#### [Work item]
Start to finish, retype the entries exactly while omitting the pictures.

[[ Given records open ]]

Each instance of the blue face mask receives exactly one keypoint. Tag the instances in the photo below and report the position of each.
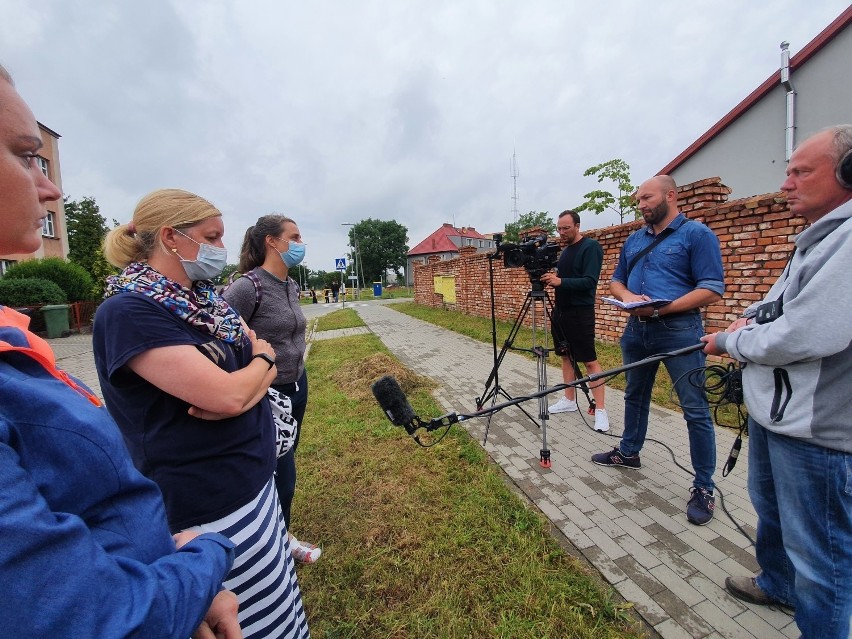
(209, 262)
(294, 255)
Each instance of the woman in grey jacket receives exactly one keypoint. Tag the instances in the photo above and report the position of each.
(268, 299)
(797, 349)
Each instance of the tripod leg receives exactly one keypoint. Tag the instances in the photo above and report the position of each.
(541, 353)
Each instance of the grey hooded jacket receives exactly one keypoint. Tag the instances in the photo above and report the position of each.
(798, 373)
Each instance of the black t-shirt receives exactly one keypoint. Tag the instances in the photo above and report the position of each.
(565, 268)
(205, 469)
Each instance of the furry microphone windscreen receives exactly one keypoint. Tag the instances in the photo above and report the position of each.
(393, 401)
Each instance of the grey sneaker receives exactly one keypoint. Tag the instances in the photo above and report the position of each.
(564, 405)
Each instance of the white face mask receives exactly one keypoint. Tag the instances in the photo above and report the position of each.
(209, 262)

[[ Given records closed ]]

#### [Solution]
Each instance of the blue face mask receives exactly one keypoint. Tag the instances in the photo below and report the position of each.
(209, 262)
(294, 255)
Each instance of the woman in grey jacket receives exactly one keypoint. Tag the instances in the photo above and report the position of each.
(268, 299)
(797, 349)
Each instance of the tripod leg receives exactly one keypoint. Tag the instances in the photo above and report the position of each.
(541, 353)
Each instance of the grey hooded jacket receives exactly one keypoint. Tag the instances in the photo above and report the position of each.
(798, 373)
Each instance of the black t-shirt receives exactly one keypoint. Tag the instances in the photo above and report the position of each.
(565, 268)
(205, 469)
Each instance of the furry microphone windscreen receives exactly one keypoint. Tag the instances in the photo above and report the position of each.
(393, 401)
Each instance of the grey sneaker receives exactly one keypoint. Tag the instances in the photo above and report the position of each.
(564, 405)
Each instance of the white face mask receives exactly one keypoint. Tag the instances in the photo above and report the position of each.
(209, 262)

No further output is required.